### Problem description:
Output, word for word, each line from the one with "Task: point out each instance of the basketball hoop" through the end of the listing below, excluding every picture.

Top of Data

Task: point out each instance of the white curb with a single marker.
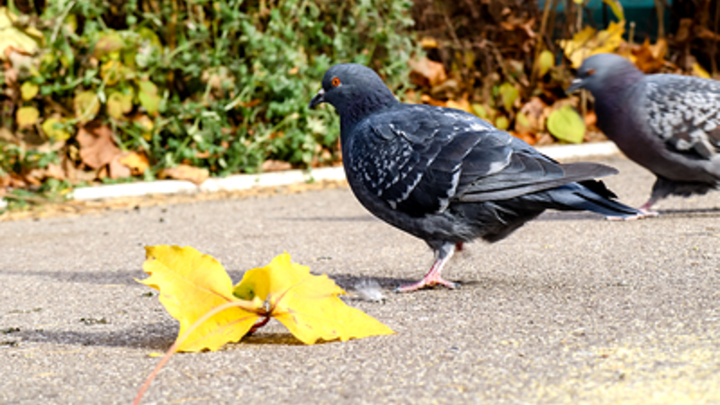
(247, 181)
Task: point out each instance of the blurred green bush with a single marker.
(216, 84)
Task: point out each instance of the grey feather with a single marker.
(669, 124)
(446, 176)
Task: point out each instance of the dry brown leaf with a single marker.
(533, 111)
(590, 119)
(426, 99)
(96, 145)
(136, 162)
(650, 58)
(461, 104)
(426, 72)
(117, 170)
(51, 171)
(196, 175)
(275, 166)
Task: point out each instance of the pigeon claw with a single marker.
(427, 282)
(642, 215)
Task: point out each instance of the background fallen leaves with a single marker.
(99, 93)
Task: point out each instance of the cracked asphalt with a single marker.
(569, 309)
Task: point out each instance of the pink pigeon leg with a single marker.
(433, 277)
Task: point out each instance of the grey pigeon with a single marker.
(446, 176)
(669, 124)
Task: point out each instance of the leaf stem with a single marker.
(181, 339)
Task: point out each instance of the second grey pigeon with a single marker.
(446, 176)
(669, 124)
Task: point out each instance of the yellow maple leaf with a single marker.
(307, 305)
(191, 285)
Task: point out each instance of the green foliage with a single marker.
(220, 84)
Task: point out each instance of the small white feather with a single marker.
(369, 290)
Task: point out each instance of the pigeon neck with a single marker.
(608, 97)
(356, 109)
(620, 83)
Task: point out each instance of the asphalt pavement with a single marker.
(569, 309)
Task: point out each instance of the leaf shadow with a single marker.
(154, 336)
(119, 277)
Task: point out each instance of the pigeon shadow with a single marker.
(349, 282)
(690, 213)
(356, 218)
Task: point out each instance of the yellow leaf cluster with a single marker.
(196, 290)
(589, 42)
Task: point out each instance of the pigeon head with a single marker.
(354, 90)
(605, 72)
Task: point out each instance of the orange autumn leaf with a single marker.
(97, 147)
(136, 162)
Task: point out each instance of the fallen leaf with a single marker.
(136, 162)
(96, 145)
(27, 116)
(196, 175)
(145, 124)
(426, 72)
(650, 58)
(616, 8)
(590, 42)
(545, 61)
(275, 166)
(111, 72)
(108, 43)
(483, 111)
(566, 124)
(117, 170)
(502, 122)
(52, 170)
(462, 104)
(119, 104)
(699, 71)
(29, 90)
(508, 95)
(53, 130)
(532, 112)
(191, 284)
(427, 99)
(428, 43)
(306, 304)
(86, 105)
(148, 96)
(24, 40)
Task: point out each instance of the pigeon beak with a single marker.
(318, 99)
(575, 85)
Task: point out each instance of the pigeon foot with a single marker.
(642, 215)
(426, 282)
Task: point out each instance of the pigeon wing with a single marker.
(420, 159)
(685, 112)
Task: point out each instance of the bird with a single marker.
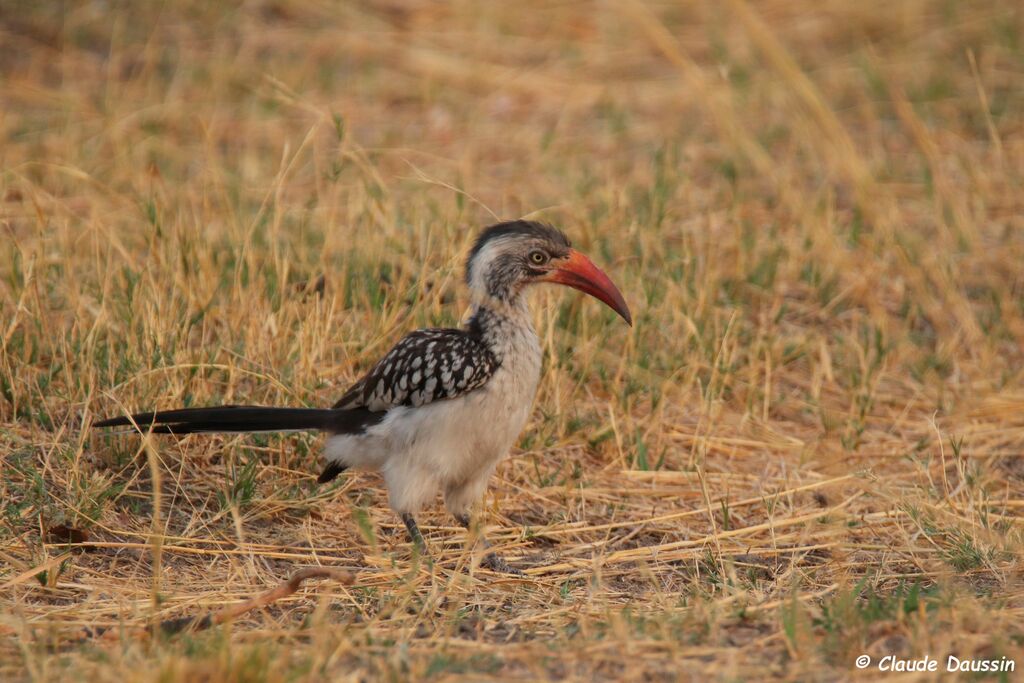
(443, 407)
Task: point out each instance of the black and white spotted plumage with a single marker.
(442, 407)
(424, 367)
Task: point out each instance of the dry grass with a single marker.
(811, 444)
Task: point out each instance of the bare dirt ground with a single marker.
(809, 447)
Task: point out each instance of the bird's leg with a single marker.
(414, 534)
(492, 561)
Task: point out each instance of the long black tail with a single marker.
(248, 419)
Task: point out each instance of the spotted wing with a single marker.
(424, 367)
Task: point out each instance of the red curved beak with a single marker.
(581, 273)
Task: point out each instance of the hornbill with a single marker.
(444, 406)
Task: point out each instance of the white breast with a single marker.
(450, 444)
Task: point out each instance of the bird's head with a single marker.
(509, 256)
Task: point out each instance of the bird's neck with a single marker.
(505, 326)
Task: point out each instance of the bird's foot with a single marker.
(497, 563)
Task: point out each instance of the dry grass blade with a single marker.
(809, 447)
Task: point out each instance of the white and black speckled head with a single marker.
(509, 256)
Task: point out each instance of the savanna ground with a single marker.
(810, 445)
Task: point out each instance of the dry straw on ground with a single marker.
(810, 446)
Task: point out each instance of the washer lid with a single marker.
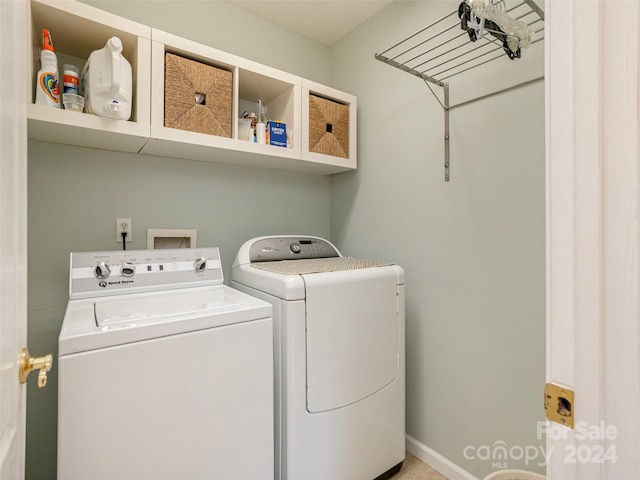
(94, 323)
(122, 312)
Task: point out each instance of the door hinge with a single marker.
(558, 404)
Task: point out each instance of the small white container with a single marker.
(244, 128)
(261, 132)
(73, 102)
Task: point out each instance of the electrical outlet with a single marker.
(123, 225)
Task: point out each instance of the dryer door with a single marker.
(352, 335)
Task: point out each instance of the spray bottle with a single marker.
(47, 89)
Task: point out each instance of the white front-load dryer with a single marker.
(339, 357)
(164, 372)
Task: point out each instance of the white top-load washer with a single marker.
(339, 356)
(164, 372)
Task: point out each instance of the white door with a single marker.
(593, 234)
(13, 232)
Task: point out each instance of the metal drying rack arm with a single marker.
(437, 54)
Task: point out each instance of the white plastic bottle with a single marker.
(47, 85)
(107, 82)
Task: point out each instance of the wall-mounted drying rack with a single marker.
(442, 50)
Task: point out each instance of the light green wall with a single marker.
(473, 248)
(75, 194)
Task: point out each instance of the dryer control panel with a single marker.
(94, 274)
(269, 249)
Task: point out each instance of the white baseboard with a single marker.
(436, 461)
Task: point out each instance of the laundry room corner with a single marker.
(473, 248)
(76, 193)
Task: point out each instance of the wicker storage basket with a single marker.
(197, 97)
(328, 127)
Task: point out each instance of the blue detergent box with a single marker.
(277, 134)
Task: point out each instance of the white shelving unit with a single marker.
(78, 29)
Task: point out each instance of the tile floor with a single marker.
(414, 469)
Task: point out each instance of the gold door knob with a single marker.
(29, 363)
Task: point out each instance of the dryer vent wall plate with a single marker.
(163, 238)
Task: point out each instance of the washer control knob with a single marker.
(102, 270)
(200, 264)
(128, 269)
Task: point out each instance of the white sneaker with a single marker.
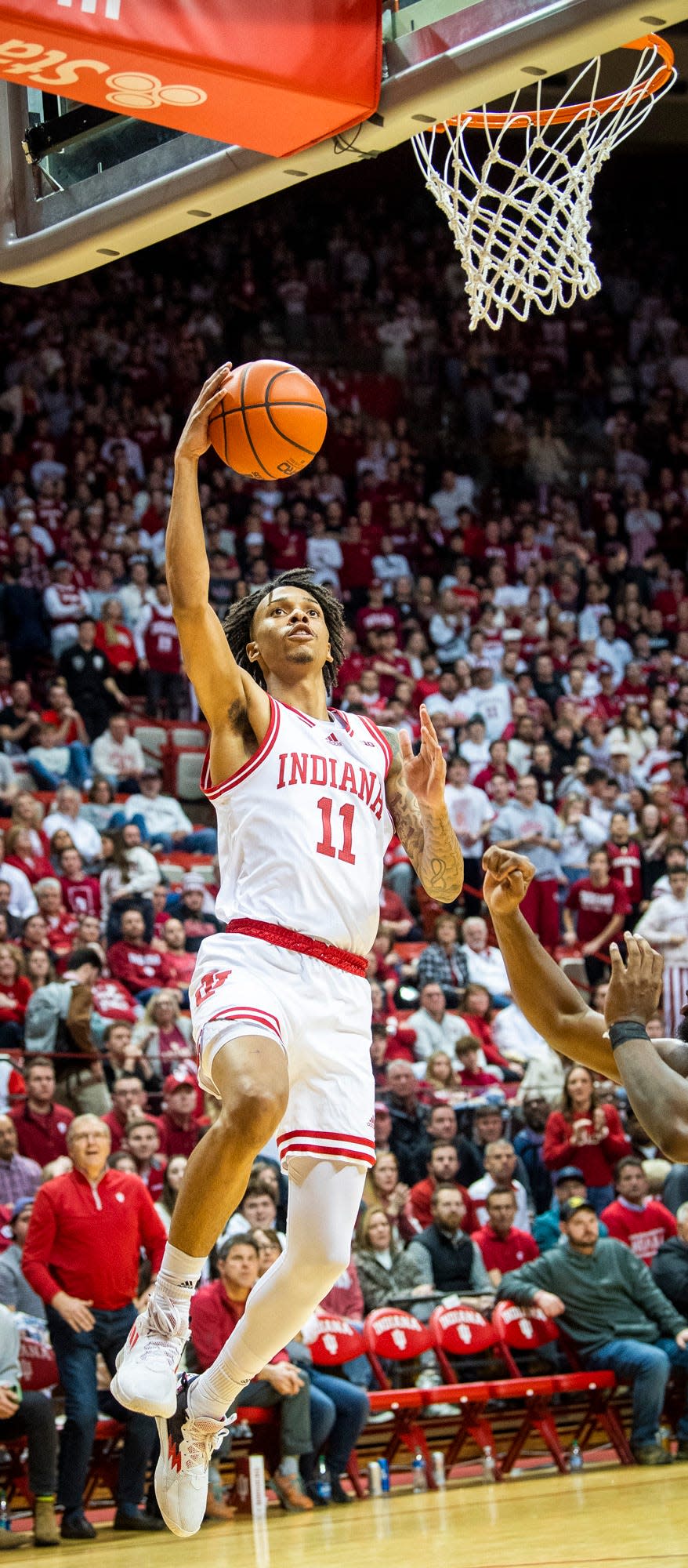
(147, 1377)
(187, 1445)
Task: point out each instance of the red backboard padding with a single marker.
(267, 78)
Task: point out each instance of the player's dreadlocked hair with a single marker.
(239, 622)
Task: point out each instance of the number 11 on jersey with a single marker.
(327, 848)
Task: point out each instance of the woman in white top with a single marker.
(132, 873)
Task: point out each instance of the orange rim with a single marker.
(563, 117)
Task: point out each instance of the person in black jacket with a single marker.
(670, 1266)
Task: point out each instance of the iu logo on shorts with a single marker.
(211, 984)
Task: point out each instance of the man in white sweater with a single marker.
(665, 924)
(164, 822)
(117, 755)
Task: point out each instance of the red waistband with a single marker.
(281, 937)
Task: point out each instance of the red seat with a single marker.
(399, 1337)
(529, 1329)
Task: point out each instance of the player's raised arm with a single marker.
(538, 985)
(416, 799)
(211, 667)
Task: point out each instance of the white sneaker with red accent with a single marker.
(187, 1445)
(148, 1363)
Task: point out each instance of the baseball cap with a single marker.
(568, 1174)
(172, 1084)
(574, 1207)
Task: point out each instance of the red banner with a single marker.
(269, 76)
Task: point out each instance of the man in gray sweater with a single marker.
(615, 1315)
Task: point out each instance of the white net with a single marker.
(521, 216)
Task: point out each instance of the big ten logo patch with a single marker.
(51, 68)
(211, 984)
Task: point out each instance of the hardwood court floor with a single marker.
(607, 1519)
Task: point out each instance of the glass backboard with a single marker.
(82, 187)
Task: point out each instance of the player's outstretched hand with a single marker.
(195, 437)
(507, 880)
(635, 987)
(425, 774)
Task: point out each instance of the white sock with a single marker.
(173, 1291)
(324, 1205)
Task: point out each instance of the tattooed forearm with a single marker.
(429, 838)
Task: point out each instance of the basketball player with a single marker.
(617, 1045)
(306, 805)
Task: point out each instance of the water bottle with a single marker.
(324, 1486)
(490, 1468)
(418, 1472)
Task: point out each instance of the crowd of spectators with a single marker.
(505, 520)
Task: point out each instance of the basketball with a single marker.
(272, 421)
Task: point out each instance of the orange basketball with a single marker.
(272, 421)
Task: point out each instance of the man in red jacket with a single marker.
(82, 1258)
(640, 1222)
(42, 1123)
(502, 1246)
(134, 962)
(443, 1171)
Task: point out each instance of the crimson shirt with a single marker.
(42, 1139)
(596, 907)
(139, 967)
(640, 1229)
(505, 1252)
(87, 1241)
(626, 865)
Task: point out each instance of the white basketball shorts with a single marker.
(320, 1015)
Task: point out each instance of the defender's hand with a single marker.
(635, 987)
(507, 880)
(195, 437)
(425, 775)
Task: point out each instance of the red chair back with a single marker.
(396, 1337)
(338, 1341)
(463, 1330)
(38, 1365)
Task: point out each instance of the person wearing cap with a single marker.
(197, 912)
(570, 1183)
(179, 1127)
(601, 907)
(162, 821)
(65, 606)
(617, 1316)
(15, 1290)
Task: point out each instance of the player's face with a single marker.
(289, 631)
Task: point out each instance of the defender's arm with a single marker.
(233, 703)
(416, 799)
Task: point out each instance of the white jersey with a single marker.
(303, 829)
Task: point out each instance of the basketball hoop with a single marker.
(521, 220)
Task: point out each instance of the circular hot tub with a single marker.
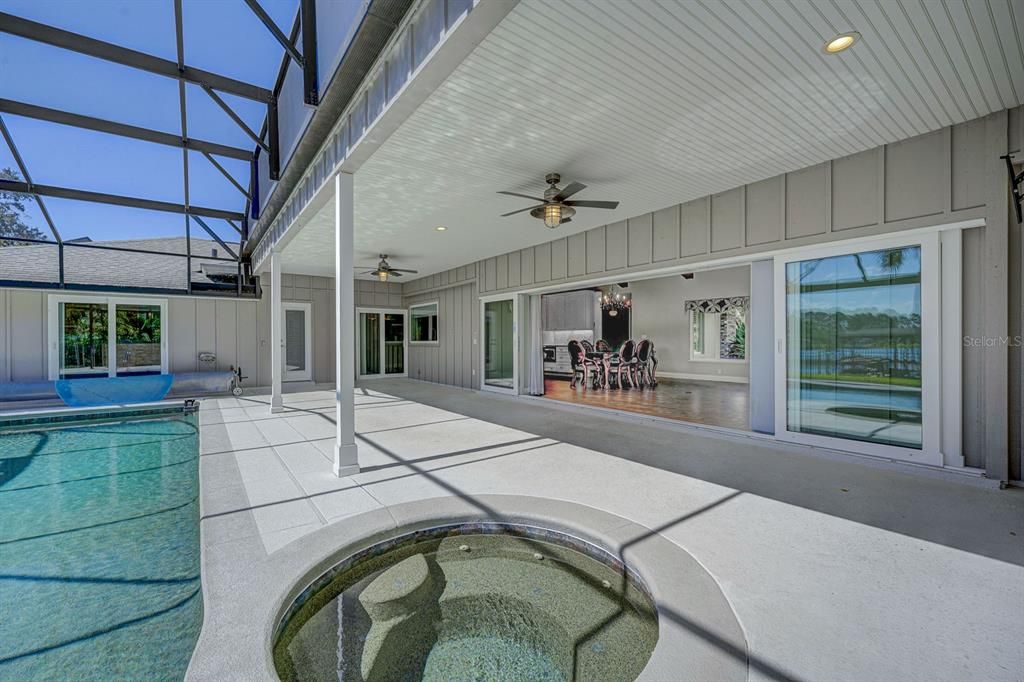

Bottom of Data

### Response area:
Task: point out each instance of the basketball hoop with a single marker.
(521, 220)
Task: point out each instance of the circular hot tub with a single marker.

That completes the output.